Task description: Pictures stay out; everything else in the listing below is to be restated word for word.
# # # # # # #
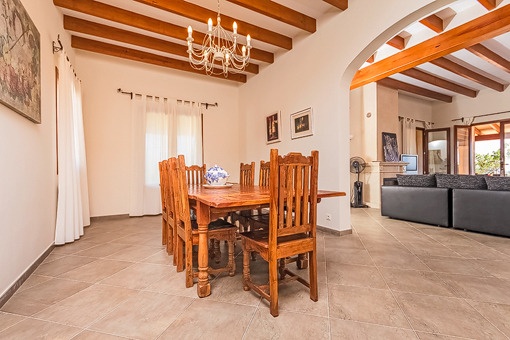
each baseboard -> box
[90,214,130,222]
[317,225,353,237]
[0,245,54,308]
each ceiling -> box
[53,0,510,102]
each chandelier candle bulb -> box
[233,22,237,35]
[208,18,213,32]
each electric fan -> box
[350,157,368,208]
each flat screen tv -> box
[401,154,418,174]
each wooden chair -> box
[185,164,206,186]
[259,160,270,187]
[170,155,237,288]
[240,149,319,317]
[240,162,255,186]
[159,159,172,254]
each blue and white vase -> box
[205,165,229,185]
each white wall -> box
[239,0,452,232]
[0,0,66,297]
[76,52,241,217]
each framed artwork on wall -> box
[0,0,41,123]
[290,107,313,139]
[382,132,399,162]
[265,111,281,144]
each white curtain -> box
[402,117,417,155]
[55,52,90,245]
[130,96,202,216]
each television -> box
[401,154,418,174]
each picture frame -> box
[265,110,281,144]
[290,107,313,139]
[382,132,399,162]
[0,0,41,123]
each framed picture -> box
[290,107,313,139]
[265,111,281,144]
[382,132,399,162]
[0,0,41,123]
# # # # # # #
Output:
each baseboard -> box
[90,214,130,222]
[317,225,353,237]
[0,245,54,308]
each ceiling -> box
[53,0,510,102]
each chandelier candle bulb -> box
[233,22,237,35]
[208,18,213,32]
each electric fan -> box
[350,157,368,208]
each flat screen tv -> box
[401,154,418,174]
each wooden chair -> box
[185,164,206,186]
[259,160,270,187]
[170,155,237,288]
[240,149,319,317]
[240,162,255,186]
[159,159,172,254]
each blue and white vase -> box
[205,165,229,185]
each white wall -> box
[239,0,452,232]
[0,0,66,297]
[76,52,241,217]
each framed artwork on wall -> box
[0,0,41,123]
[290,107,313,139]
[382,132,399,162]
[265,111,281,144]
each white curtain -> box
[402,117,417,155]
[55,52,90,245]
[130,96,202,216]
each television -> box
[401,154,418,174]
each picture frame -> box
[265,110,281,144]
[290,107,313,139]
[382,132,399,162]
[0,0,41,123]
each framed picture -> box
[290,107,313,139]
[265,111,281,144]
[382,132,399,162]
[0,0,41,123]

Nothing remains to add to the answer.